Ausgewählter Auszug –
········
Mystische Überwältigungsstrategie: Fahrzeughersteller werben jetzt auch in Hamburg gehäuft mit Kunstkompetenz  ■ Von Hajo Schiff

Jede prominente Liaison von Kunst und Industrie wird besonders kritisch beäugt – auch wenn solche Beziehungen längst normal sind. Zur Zeit sind es auf der Hamburger Kunstmeile die Autofirmen, die Kunst stattfinden lassen, sei es bei BMWs Ausstellung Autowerke in den Deichtorhallen oder bei der nur kurzfristigen ArtAvantime von Renault im Kunstverein. Dort werden acht meist große Arbeiten des unbestritten epochemachenden koreanischen Videokünstlers Nam June Paik gezeigt. Die flimmernden Objekte, entstanden zwischen 1972 und 1993, stammen aus dem Besitz des weltweit einzigen Privatsammlers von Medienkunst, Thomas Wegner und wurden vom ihm für eine Präsentation eines neuen Automodells aufwendig inszeniert.
········
Datenzeilen –
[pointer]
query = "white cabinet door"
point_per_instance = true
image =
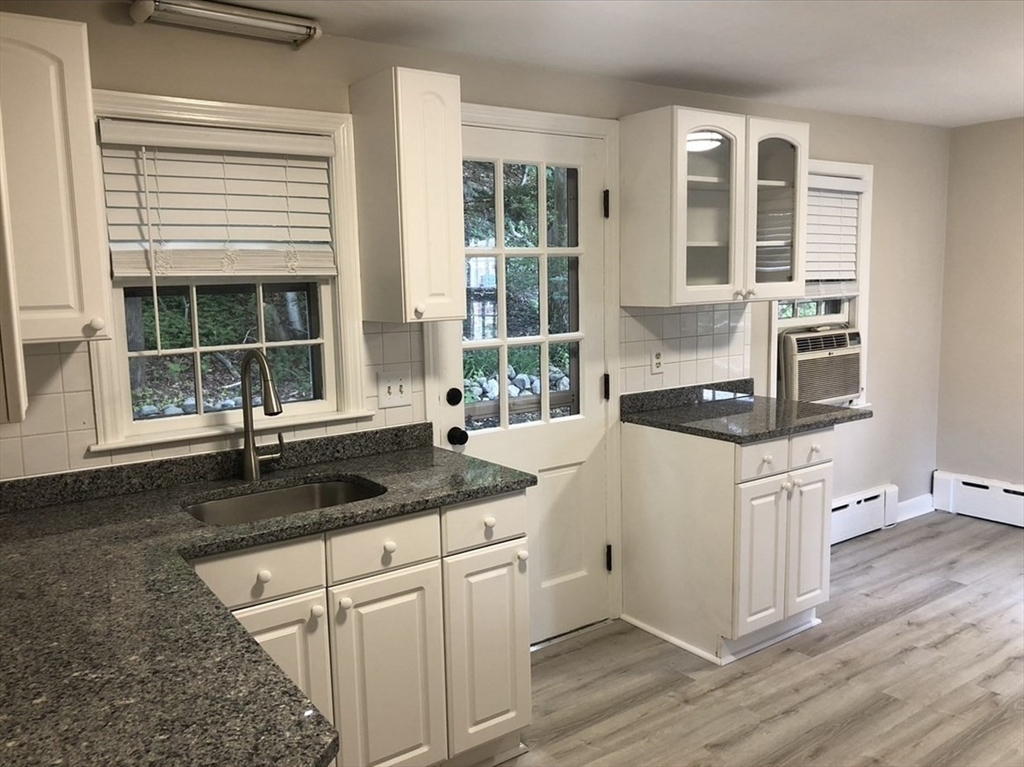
········
Aufgabenstellung –
Setze den Auszug über Autofirmen als Kunstförderer in Hamburg nach seinem letzten Satz fort. Das Material spielt hierfür keine Rolle.

Lösung zur Aufgabe –
Wegner hatte schon als Initiator des Medienkunstfestivals Mediale vor sieben Jahren versucht, Indus-trie und Kunst zusammenzubringen – und wurde so stark kritisiert, dass es nie zu einer Fortsetzung der als Biennale geplanten Veranstaltung kam. Bei der jetzigen, in Köln, München, Hamburg und Berlin gezeigten Präsentation der ArtAvantime übertrumpft Wegner die ohnehin schon raumgreifenden Kunstwerke durch seine Inszenierung: Nicht genug, dass Nam June Paiks einst für eine Präsentation eines Elektronik-Konzerns entworfene Schildkröte allein schon aus 154 Monitoren besteht, Wegner übertrumpft Paik, indem er dessen Werke in über dreißig Tonnen Steinsalz einbettet, den Raum ergrünen lässt und die Decke als Himmel mit zwanzig sich an Seilzügen bewegenden Großmonitoren besetzt. Das Ganze wird zudem noch zugeschwappt mit einen neobarocken Dolby-4-Kanal-Surround-Sound.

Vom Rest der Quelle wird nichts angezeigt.